WORK TO COMPLETE: Copy out word for word everything in the lines below from the line containing "Tag the large" down to the last line, including both of those lines.

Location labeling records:

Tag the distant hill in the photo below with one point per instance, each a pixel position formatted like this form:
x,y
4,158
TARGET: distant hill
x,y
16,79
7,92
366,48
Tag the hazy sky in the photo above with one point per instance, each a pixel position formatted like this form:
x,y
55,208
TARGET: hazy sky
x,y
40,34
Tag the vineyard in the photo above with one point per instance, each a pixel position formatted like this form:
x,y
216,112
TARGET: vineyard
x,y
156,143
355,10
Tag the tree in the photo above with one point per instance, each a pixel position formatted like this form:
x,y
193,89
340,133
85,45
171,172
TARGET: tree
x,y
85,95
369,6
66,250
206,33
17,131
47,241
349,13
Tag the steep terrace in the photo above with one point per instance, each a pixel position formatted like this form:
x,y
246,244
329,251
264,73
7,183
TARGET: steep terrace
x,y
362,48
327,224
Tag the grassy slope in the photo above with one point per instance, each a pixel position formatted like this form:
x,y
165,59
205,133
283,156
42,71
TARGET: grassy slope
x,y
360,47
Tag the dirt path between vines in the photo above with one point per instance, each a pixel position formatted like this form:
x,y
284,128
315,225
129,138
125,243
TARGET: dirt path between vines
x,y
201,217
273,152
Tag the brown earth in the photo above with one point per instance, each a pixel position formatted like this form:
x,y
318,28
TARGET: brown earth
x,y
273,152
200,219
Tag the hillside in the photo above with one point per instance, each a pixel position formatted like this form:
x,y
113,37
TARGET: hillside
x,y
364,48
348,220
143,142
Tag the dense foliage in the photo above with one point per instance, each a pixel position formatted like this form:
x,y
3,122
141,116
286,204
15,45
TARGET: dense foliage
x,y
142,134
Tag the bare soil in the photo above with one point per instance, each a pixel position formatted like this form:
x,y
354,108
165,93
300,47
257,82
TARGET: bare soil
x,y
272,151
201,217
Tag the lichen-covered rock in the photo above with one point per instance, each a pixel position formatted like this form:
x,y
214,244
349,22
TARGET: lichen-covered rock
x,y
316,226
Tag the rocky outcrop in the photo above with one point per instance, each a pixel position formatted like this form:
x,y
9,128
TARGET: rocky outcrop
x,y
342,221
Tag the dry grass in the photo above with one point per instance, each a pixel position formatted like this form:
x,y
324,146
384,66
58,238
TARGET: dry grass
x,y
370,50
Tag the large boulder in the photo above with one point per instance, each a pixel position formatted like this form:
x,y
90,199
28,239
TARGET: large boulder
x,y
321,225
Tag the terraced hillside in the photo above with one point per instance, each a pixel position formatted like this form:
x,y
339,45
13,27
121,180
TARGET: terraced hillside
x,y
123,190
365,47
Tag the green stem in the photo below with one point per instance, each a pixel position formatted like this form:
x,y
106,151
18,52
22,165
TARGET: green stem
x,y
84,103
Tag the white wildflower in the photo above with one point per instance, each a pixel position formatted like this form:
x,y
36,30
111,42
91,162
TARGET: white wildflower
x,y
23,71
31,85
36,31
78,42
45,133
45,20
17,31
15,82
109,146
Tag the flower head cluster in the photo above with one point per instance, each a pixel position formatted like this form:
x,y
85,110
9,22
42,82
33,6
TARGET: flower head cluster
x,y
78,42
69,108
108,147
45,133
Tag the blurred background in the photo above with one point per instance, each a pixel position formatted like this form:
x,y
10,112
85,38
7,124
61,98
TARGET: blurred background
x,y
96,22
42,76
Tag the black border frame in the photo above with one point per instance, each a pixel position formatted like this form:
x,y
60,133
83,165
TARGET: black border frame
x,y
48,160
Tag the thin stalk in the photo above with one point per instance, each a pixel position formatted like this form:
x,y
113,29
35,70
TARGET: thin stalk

EXERCISE ANSWER:
Tag the large boulder in the photo above with one point per instance, each a pixel position formatted like this form:
x,y
90,199
28,239
TARGET: large boulder
x,y
321,225
Tag the terraced hillside in the photo above with one point per instance, each a pixel position formatted like this form:
x,y
339,45
13,27
121,180
TARGET: terraced hillside
x,y
123,190
365,47
Tag the green stem in the photo below with one point per instance, each a pixel position formatted like this form:
x,y
106,151
18,52
22,165
TARGET: green stem
x,y
84,103
Tag the white wildflower in the photo above with one point per instance, each a pixel position formatted like this form:
x,y
36,30
111,42
91,162
TARGET: white wildflower
x,y
23,71
31,85
36,31
78,42
45,133
45,20
17,31
15,82
109,146
Tag the flower head cluster in the photo above with one point per instance, each a pixel position formatted like this form:
x,y
85,110
9,22
42,82
33,6
TARGET: flower head cluster
x,y
78,42
69,108
108,147
45,133
Tag the blurred background in the photo above with one point per instance, each a pixel position formatted like this form:
x,y
10,112
85,38
7,124
61,98
TARGET: blurred background
x,y
96,22
42,76
Tag the black border frame in the photo above with one point per instance, each a pixel position formatted like this form:
x,y
60,133
83,165
TARGET: black border frame
x,y
48,160
Tag the thin stalk in the photo above with one point per instance, each a pixel position formatted like this form:
x,y
113,29
35,70
TARGET: thin stalk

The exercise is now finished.